[Dataset excerpts]
--- --- ---

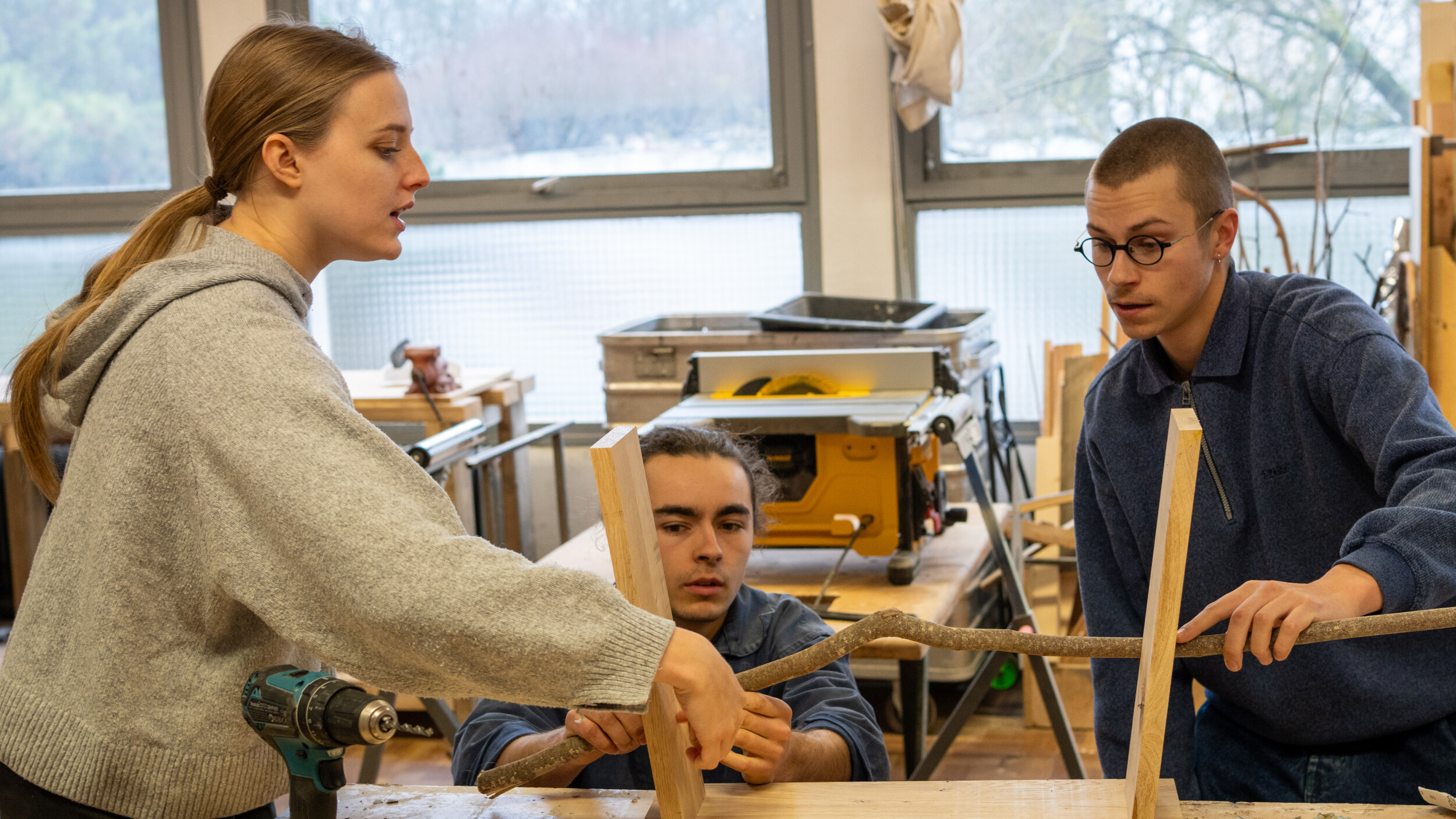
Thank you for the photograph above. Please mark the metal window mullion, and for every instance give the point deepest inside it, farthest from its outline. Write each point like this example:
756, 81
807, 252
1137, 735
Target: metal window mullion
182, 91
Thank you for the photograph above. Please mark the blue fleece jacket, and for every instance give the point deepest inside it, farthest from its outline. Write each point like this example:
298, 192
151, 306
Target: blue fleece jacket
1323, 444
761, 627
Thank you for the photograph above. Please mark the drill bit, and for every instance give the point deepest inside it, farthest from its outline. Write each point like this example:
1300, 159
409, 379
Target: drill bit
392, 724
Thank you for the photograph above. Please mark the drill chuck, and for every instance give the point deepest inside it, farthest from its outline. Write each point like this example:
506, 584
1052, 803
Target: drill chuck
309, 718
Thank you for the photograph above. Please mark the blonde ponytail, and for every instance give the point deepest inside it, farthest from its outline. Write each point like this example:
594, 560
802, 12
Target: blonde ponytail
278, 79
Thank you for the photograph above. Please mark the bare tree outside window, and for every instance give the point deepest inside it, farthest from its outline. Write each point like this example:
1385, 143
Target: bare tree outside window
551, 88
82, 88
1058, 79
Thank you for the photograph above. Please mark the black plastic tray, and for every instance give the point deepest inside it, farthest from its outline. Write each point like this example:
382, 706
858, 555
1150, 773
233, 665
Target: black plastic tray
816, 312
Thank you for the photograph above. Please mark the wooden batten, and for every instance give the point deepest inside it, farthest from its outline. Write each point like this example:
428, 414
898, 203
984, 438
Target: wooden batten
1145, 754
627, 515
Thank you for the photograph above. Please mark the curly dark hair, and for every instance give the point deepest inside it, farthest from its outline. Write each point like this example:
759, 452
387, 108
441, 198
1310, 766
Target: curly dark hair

--- --- ---

__Exercise requirements__:
Give all the lines above again, character for character, without pictures.

__Answer below__:
Thank you for the photograph above. Please mark the metal window mullion, and for every instance give the point deepest inside it, farthest from its outline. Write each point like this example:
756, 81
807, 252
1137, 735
Target: metal window mullion
182, 91
Thank you for the photograph above. Please mark the blue fleece jacket, and for every instance give the point deepest inside it, farthest from its outline. Write each point like this example:
298, 192
151, 306
Target: blue fleece jacket
1323, 444
761, 627
Thank you for the photograph above. Please mark the drill bit, and for every instance give the point deepest inside it, farthest from its outline. Write each point like this example:
1300, 159
409, 379
Target: drill bit
392, 724
Thank you for the photograph above. Please mark the drill chuck, and for every instance give the point deepest inside it, farthest from its outline. Write each point like this example:
506, 584
1052, 803
Target: drill chuck
309, 718
Thank you for the photograph above. Please mark the blonde ponytail, and for every instance give the point deepest inside it, farthest from its outline. Write each point like this example:
594, 560
802, 12
Target: blonde ponytail
278, 79
Thank you for the photograph above. Please mark the bare tree outside window, and for every instance give the point deepest inside it, farthest from its outline. Write each point like this example:
1385, 143
Target: bare tree outside window
551, 88
82, 88
1058, 79
Thank you for the photograph above. Please mark the black plastic tray, and for every instance give the point deepest inside it, farthest from its outline. Write each point like this example:
382, 706
858, 555
1150, 773
233, 665
Target: black plastic tray
816, 312
Thank you for the photograph above. Please mark the wooden batten, and for every instance give the point deepest inside it, farthest from its outline. Write each point like this example:
428, 414
898, 203
984, 438
Target: wooden batten
1145, 754
627, 515
Thank you for the photograph above. Please mark the curly dark hair, and for every instance give the point deepest inside it, farthest from its outline. Write each point like this example:
759, 452
387, 108
441, 198
1310, 766
Target: curly dark hair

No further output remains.